[Phrase grounding data]

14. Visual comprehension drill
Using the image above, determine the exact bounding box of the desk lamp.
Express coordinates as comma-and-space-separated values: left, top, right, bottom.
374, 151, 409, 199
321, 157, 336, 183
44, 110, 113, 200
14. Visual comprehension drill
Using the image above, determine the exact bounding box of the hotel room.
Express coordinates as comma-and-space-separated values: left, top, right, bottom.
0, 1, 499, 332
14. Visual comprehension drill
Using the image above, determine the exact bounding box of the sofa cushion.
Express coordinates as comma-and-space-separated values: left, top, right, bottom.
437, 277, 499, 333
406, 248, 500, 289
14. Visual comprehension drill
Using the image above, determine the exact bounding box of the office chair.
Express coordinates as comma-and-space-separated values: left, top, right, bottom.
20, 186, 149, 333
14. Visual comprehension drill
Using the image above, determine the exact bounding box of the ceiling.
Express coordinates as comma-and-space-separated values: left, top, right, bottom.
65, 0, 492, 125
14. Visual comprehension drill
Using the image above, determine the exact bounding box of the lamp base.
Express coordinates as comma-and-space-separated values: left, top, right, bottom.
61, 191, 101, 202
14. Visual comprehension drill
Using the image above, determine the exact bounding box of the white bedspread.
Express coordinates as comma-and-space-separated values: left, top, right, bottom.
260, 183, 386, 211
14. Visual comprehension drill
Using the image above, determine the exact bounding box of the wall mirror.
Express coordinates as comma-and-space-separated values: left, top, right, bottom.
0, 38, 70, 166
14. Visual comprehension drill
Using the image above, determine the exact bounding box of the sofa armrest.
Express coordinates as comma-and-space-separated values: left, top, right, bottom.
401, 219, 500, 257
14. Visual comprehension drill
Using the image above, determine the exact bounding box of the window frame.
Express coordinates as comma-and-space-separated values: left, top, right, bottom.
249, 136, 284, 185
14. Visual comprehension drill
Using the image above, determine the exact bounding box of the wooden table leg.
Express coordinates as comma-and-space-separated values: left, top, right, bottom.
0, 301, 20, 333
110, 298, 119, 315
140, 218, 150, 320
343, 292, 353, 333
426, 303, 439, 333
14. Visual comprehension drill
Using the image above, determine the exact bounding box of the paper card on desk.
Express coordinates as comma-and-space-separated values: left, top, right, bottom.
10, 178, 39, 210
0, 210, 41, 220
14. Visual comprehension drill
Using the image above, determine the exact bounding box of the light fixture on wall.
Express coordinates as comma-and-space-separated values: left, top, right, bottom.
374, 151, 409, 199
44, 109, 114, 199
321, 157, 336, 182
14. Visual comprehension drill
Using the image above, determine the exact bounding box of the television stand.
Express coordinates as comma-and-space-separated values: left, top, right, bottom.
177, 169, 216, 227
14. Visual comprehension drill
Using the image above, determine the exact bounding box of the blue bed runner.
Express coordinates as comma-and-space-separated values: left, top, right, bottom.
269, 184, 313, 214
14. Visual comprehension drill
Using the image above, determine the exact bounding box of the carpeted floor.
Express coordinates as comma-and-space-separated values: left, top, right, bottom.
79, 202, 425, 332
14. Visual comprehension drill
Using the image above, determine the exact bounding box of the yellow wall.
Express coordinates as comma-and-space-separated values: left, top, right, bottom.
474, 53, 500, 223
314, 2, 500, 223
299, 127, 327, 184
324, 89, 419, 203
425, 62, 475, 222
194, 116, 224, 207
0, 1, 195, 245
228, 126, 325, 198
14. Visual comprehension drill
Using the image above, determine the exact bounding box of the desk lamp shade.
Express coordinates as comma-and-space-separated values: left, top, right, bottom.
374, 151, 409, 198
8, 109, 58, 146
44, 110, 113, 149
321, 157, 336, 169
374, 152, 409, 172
* * *
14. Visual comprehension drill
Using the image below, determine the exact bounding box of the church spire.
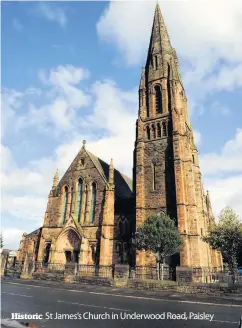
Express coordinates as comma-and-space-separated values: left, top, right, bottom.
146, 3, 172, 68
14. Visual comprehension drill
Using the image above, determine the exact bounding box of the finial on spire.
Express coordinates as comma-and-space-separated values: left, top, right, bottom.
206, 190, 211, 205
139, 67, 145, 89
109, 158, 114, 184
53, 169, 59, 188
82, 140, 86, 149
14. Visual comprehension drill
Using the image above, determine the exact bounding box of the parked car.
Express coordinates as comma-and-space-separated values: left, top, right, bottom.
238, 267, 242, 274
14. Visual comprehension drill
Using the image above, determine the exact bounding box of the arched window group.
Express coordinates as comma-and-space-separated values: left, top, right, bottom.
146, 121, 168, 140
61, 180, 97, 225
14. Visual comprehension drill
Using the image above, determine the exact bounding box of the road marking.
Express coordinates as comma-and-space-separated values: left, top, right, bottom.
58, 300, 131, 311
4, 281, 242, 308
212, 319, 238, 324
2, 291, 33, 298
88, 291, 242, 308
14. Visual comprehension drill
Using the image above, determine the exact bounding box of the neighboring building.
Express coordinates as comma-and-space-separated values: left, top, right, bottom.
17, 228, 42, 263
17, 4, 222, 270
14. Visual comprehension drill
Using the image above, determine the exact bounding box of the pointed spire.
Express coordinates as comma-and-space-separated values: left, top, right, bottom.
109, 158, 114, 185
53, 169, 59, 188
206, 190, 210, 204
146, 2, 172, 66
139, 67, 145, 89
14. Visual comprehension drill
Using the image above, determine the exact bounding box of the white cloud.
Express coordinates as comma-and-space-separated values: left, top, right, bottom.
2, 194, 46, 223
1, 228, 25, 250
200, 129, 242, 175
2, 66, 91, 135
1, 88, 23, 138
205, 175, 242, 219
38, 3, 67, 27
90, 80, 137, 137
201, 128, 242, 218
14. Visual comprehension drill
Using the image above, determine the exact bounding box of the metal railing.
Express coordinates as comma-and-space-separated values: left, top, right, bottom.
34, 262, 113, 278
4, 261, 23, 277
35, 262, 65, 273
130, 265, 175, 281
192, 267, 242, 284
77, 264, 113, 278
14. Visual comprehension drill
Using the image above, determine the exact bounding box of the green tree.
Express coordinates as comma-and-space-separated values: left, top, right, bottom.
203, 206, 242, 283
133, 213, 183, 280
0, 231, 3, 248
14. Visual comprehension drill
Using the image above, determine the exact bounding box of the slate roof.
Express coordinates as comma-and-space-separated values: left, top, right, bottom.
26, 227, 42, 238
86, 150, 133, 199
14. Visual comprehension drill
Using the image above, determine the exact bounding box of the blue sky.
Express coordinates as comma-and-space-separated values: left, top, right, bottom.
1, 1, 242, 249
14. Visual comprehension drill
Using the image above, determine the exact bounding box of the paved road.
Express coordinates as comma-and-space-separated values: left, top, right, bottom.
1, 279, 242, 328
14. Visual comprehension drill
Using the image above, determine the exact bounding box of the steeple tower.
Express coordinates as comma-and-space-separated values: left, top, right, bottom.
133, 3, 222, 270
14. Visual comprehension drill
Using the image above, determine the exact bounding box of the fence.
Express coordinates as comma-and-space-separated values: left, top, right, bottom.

• [Exercise]
Check the data for the word "window" and pull out the lines that have it.

• [Solution for this task]
Using the image above, determine the exact bounding box of the window frame.
Using the image above, determine the exact bounding box of the arched window group.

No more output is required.